## Text provided
::::

But GPT5 will be interesting. I doubt, that I’ll really profit from it for code related stuff (maybe GPT6 then or so), but we’ll see… All the other developments in that space are also quite interesting. So when it’s actually viable to train or constrain your own LLM on your own bigger codebase, such that it really gets the details, and gives actual helpful suggestions, (e.g. something like the recent CodeLlama release) this stuff may be more interesting for actual coding.
I’m not even letting it generate comments (e.g. above functions) because it’s kinda like this currently (figurative, more fancy but wordy, and not really helpful)
// this variable is of type int let a = 8;
I can’t disagree with your colleagues more, and suppose that perhaps they are reporting experiences in a fresh codebase or early on in its release.
With a mature codebase, it feeds a lot of that in as context, and so suggestions match your naming conventions, style, etc.
It could definitely use integration with a linter so it doesn’t generate subtle bugs around generative naming mismatching actual methods/variables, but it’s become remarkably good, particularly in the past few weeks.

::::

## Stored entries
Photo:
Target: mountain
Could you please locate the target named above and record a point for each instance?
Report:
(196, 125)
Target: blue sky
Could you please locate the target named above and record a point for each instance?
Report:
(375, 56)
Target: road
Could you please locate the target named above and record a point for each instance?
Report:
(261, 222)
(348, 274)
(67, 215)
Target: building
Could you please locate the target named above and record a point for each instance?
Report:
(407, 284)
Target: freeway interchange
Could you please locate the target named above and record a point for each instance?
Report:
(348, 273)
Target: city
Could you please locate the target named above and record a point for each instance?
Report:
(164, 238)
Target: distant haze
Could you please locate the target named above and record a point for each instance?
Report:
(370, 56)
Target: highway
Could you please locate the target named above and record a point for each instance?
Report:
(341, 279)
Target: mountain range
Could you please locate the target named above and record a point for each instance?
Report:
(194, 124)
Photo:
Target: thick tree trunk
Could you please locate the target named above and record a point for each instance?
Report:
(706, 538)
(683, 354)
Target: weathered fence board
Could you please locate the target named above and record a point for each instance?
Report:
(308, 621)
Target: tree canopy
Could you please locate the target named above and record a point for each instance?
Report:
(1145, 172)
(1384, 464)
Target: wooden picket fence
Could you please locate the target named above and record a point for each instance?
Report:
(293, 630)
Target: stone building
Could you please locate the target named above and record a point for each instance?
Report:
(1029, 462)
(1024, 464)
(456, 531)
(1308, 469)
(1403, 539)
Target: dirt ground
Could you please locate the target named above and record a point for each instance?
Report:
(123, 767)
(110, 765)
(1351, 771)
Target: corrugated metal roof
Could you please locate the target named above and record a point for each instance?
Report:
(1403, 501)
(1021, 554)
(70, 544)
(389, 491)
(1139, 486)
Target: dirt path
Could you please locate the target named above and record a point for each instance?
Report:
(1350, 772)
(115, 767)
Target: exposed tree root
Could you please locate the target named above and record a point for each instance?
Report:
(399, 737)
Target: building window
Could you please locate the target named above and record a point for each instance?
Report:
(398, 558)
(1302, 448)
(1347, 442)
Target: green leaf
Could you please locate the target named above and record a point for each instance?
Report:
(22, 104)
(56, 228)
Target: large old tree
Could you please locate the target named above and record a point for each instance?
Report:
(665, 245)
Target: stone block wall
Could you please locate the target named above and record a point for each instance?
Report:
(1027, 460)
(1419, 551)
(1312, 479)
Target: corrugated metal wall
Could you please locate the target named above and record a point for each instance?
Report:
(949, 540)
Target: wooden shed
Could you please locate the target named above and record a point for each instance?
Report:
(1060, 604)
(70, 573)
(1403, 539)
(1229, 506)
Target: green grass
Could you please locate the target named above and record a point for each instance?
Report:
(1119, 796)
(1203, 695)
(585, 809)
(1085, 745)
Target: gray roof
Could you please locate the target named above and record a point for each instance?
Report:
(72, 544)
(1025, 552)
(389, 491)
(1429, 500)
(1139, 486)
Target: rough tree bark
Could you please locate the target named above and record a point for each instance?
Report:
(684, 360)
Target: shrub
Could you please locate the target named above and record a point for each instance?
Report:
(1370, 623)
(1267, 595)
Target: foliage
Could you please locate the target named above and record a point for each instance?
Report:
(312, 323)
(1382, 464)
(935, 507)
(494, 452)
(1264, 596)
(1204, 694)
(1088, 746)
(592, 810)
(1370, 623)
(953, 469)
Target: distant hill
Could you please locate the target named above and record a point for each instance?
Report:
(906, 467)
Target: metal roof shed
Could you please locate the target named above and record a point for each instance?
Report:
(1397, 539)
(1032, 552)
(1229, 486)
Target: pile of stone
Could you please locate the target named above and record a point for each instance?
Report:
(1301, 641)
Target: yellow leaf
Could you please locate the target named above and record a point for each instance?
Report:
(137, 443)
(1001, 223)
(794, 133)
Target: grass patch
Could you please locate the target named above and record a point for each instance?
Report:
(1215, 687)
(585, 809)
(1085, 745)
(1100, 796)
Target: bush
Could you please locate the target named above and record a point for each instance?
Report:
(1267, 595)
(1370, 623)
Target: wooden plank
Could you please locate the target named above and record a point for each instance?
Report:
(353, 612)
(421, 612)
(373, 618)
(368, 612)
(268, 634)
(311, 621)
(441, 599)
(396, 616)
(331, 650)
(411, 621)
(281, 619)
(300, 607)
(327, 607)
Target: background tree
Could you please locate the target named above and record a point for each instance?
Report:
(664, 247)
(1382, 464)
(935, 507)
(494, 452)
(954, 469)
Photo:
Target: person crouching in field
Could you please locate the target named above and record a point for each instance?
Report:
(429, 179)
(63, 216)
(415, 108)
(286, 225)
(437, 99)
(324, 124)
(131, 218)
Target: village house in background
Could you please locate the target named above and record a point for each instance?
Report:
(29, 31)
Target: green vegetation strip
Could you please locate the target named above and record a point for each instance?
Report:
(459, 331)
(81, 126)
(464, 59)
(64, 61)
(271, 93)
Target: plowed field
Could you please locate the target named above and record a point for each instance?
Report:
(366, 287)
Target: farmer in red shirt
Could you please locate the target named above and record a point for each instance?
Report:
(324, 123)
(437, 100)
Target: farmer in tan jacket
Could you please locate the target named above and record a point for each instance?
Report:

::::

## Task to complete
Repeat the entire forum discussion about AI code suggestions word for word.

## Response area
But GPT5 will be interesting. I doubt, that I’ll really profit from it for code related stuff (maybe GPT6 then or so), but we’ll see… All the other developments in that space are also quite interesting. So when it’s actually viable to train or constrain your own LLM on your own bigger codebase, such that it really gets the details, and gives actual helpful suggestions, (e.g. something like the recent CodeLlama release) this stuff may be more interesting for actual coding.
I’m not even letting it generate comments (e.g. above functions) because it’s kinda like this currently (figurative, more fancy but wordy, and not really helpful)
// this variable is of type int let a = 8;
I can’t disagree with your colleagues more, and suppose that perhaps they are reporting experiences in a fresh codebase or early on in its release.
With a mature codebase, it feeds a lot of that in as context, and so suggestions match your naming conventions, style, etc.
It could definitely use integration with a linter so it doesn’t generate subtle bugs around generative naming mismatching actual methods/variables, but it’s become remarkably good, particularly in the past few weeks.